# [Selected extract]
::::::::::

Report Details 01 Inspection Scope This supplemental inspection was performed by the NRC to review the licensee's evaluation associated with the Unit 2 Performance Indicator (PI) for Unplanned Scrams Per 7,000 Critical Hours exceeding the licensee response band threshold. The five scrams which occurred within the previous 7,000 critical hours which resulted in exceeding the PI threshold are discussed below along with a synopsis of the identified root cause:

  • On December 1, 2000, Unit 2 automatically scrammed when the main turbine tripped on high reactor water level while placing the 2B turbine-driven reactor feedwater pump online. The licensee conducted a root cause investigation of the event and identified two root causes. A human performance component, primarily related to inadequate preparation for the evolution and a poor design coupled with the degraded material condition of the feedwater and reactor water level control systems. Additional details regarding this event are discussed in NRC Inspection Report 50-373/00-19; 50-374/00-19 and Licensee Event Report (LER) 50-374/00-06.
  • On April 6, 2001, Unit 2 automatically scrammed due to a blown fuse in the feedwater control system during feedwater system maintenance. Some equipment performance problems were noted subsequent to the reactor scram and a special inspection was initiated in accordance with Inspection Procedure 93812, Special Inspection. The licensees investigation concluded that the root cause of the event was an inadequate maintenance risk assessment of the work. Additional details regarding this event are discussed in NRC Special Inspection Report 50-374/01-09 and LER 50-374/01-01.
  • On May 27, 2001, Unit 2 automatically scrammed when the main turbine tripped on high vibration during routine turbine surveillance testing. The licensees investigation concluded that the root cause for the event was electro-hydraulic fluid contamination of a connector for a turbine control valve (TCV) in conjunction with a higher than normal baseline vibration during TCV testing. Additional details regarding this event are discussed in NRC Inspection Report 50-373/01-08;50-374/01-08 and LER 50-374/01-02.

::::::::::

# [Working data]
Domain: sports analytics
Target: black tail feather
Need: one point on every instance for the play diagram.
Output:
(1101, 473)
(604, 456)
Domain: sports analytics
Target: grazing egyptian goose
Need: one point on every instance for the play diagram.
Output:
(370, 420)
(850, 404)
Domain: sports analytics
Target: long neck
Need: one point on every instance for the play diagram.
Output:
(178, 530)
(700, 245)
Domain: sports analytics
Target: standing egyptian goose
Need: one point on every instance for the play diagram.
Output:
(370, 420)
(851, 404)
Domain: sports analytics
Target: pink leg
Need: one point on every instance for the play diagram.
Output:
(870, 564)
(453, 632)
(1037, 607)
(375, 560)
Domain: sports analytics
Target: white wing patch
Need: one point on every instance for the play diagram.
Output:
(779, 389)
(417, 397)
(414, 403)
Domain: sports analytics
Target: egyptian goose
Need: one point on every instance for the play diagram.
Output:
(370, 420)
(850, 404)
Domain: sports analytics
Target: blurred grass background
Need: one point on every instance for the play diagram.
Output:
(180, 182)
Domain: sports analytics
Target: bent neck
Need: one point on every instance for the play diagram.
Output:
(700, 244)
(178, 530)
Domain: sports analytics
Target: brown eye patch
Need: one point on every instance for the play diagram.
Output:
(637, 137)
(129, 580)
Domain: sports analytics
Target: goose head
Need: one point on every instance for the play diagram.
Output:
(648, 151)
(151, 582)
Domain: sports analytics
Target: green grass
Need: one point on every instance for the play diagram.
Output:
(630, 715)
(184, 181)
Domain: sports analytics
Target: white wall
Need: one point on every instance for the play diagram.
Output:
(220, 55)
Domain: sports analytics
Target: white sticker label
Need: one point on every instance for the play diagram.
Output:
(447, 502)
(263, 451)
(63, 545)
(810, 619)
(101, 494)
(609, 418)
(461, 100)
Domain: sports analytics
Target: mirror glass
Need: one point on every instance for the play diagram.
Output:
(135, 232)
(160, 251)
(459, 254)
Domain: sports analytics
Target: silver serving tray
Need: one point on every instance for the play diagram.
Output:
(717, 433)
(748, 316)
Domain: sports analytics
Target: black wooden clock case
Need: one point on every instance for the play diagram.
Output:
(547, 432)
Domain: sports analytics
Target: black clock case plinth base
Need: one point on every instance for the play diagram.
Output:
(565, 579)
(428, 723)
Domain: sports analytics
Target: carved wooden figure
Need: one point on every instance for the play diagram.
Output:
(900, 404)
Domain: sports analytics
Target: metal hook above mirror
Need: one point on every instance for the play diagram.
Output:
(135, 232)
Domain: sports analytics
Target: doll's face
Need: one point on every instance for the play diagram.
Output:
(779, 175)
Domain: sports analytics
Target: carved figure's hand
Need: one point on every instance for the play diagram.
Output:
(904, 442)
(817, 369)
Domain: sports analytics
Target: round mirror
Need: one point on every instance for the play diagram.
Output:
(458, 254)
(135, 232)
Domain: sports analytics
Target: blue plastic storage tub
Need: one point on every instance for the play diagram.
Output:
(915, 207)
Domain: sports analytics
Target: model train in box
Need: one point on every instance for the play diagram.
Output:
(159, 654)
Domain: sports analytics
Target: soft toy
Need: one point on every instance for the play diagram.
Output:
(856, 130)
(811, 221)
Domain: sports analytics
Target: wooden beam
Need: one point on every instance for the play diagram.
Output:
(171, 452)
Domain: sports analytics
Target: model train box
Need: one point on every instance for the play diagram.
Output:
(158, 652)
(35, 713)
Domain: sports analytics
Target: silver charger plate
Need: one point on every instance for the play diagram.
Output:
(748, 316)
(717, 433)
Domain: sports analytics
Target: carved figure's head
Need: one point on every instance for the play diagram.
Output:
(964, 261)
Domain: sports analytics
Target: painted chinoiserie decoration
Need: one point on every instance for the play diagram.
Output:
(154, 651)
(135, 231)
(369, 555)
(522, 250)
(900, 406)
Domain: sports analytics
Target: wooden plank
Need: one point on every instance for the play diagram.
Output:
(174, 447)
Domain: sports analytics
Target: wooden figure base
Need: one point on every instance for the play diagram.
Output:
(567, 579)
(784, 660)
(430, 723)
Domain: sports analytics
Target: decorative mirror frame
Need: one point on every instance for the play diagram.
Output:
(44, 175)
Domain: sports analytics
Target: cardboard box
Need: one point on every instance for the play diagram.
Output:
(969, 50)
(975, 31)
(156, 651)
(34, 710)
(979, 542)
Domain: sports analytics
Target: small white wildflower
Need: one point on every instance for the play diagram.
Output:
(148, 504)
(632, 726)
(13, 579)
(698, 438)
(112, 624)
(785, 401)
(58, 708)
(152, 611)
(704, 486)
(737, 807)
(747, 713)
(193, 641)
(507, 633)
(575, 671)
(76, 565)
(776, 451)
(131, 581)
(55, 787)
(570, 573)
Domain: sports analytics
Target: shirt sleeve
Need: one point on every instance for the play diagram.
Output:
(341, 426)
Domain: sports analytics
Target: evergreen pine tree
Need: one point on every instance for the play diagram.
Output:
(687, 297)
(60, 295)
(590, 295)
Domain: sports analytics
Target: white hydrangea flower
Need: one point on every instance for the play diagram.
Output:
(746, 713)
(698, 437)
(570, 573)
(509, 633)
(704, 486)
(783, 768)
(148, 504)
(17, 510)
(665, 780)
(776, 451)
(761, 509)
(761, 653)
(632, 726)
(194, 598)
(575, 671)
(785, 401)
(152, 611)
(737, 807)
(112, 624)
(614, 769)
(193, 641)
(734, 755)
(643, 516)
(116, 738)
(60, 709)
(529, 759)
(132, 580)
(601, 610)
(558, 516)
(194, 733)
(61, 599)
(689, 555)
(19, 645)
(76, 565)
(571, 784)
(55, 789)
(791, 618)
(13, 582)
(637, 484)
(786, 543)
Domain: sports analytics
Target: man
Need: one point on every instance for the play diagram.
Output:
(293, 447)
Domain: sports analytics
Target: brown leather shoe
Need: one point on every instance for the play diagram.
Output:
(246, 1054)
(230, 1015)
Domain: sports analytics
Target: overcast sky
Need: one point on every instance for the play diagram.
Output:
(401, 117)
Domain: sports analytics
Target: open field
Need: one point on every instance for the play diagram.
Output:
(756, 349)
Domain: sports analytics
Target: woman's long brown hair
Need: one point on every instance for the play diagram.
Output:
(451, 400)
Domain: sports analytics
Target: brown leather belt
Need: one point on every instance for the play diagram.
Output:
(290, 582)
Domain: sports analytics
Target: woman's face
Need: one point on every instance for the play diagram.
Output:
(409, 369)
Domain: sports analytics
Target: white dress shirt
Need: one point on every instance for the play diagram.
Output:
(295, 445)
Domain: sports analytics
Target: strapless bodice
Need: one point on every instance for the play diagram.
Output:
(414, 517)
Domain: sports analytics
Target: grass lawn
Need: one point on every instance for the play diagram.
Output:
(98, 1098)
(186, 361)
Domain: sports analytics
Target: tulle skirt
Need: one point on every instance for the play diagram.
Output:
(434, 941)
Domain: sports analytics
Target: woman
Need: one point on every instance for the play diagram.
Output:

::::::::::

# [Tasks for this exercise]
- a) Translate this sentence from the NRC inspection report into Spanish: "On April 6, 2001, Unit 2 automatically scrammed due to a blown fuse in the feedwater control system during feedwater system maintenance."
- b) Return every line of the listing that contains the word "silver", treating uppercase and lowercase as different.

# [Results for the exercise]
- a) El 6 de abril de 2001, la Unidad 2 tuvo un disparo automático del reactor debido a un fusible fundido en el sistema de control del agua de alimentación durante el mantenimiento del sistema de agua de alimentación.

- b)
Target: silver serving tray
Target: silver charger plate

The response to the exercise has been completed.